Excerpt provided
Response and Rewards

reward

Rewards.  Who doesn’t like them?  Matthew 20 is a chapter that deals with rewards.  The first parable of the chapter draws our attention back to the previous one.  In particular Matthew 19:30 –

So the last will be first, and the first will be last.  (TNIV)

It may surprise you to know that God is big on rewards.  For example, in God’s economy good behavior is rewarded and bad behavior isn’t.  That’s pretty simple.  But it isn’t always easy figuring out God’s way of calculating who gets what reward.  To help us understand how God thinks, Jesus tells some stories.

Matthew 20:1 – 16

Here’s a parable only Matthew records and it teaches us how a person who is last may become first.  The short answer is “free grace.”  Man has a hard time with this because man’s rewards are always based on merit or performance.  God  has a different standard.

Our story begins with a very typical scene but quickly introduces atypical elements that catch us off guard and drives home a critical point.

The kingdom of heaven is like a landowner who went out early in the morning to hire workers for his vineyard.  He agreed to pay them a denarius for the day and sent them into his vineyard.  (Matthew 20:1, 2  TNIV)

Stored data
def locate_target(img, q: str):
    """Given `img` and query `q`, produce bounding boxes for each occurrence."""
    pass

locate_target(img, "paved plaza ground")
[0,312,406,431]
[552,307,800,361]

Problems to work on
**A.** Please translate this sentence from the piece on Matthew 20 into Spanish: "It may surprise you to know that God is big on rewards."
**B.** Write what comes next in the piece on Matthew 20, picking up after its final line.

Results for each task
**A.** Puede que te sorprenda saber que Dios da mucha importancia a las recompensas.

**B.**
That’s the typical part of the story.  This is the part that makes complete sense to us.  Workers take a job and their pay is based on the number of hours they work.  We all understand that concept.  But here’s the atypical part –

About nine in the morning he went out and saw others standing in the marketplace doing nothing.  He told them, “You also go and work in my vineyard, and I will pay you whatever is right.”  So they went.  (Matthew 20:3 – 5a  TNIV)

With the second group of men, our landowner makes a totally different arrangement.  Again and again he returns to find more workers – why he keeps going back we aren’t told – and each new group of workers is hired the same way:  they will be paid whatever seems right to the landowner.  Now that’s an arrangement that troubles us.  Would an employee have that kind of faith in his new employer?  Who would take a job without an understanding of the rate of pay?  Good question, and it’s the point of the parable.

When evening came, the owner of the vineyard said to his supervisor, “Call the workers and them their wages, beginning with the last ones hired and going on to the first.”  (Matthew 20:8  TNIV)

The custom of the day was to pay laborers at the end of the workday.  But something is amiss:  the last group hired will be paid first and the first one hired will be paid last.  Of course, the landowner could do whatever he wanted to do, but it went against the custom of the day.  But wait!  It gets worse.

So when those came who were hired first, they expected to receive more. But each one of them also received a denarius.  (Matthew 20:10  NIV)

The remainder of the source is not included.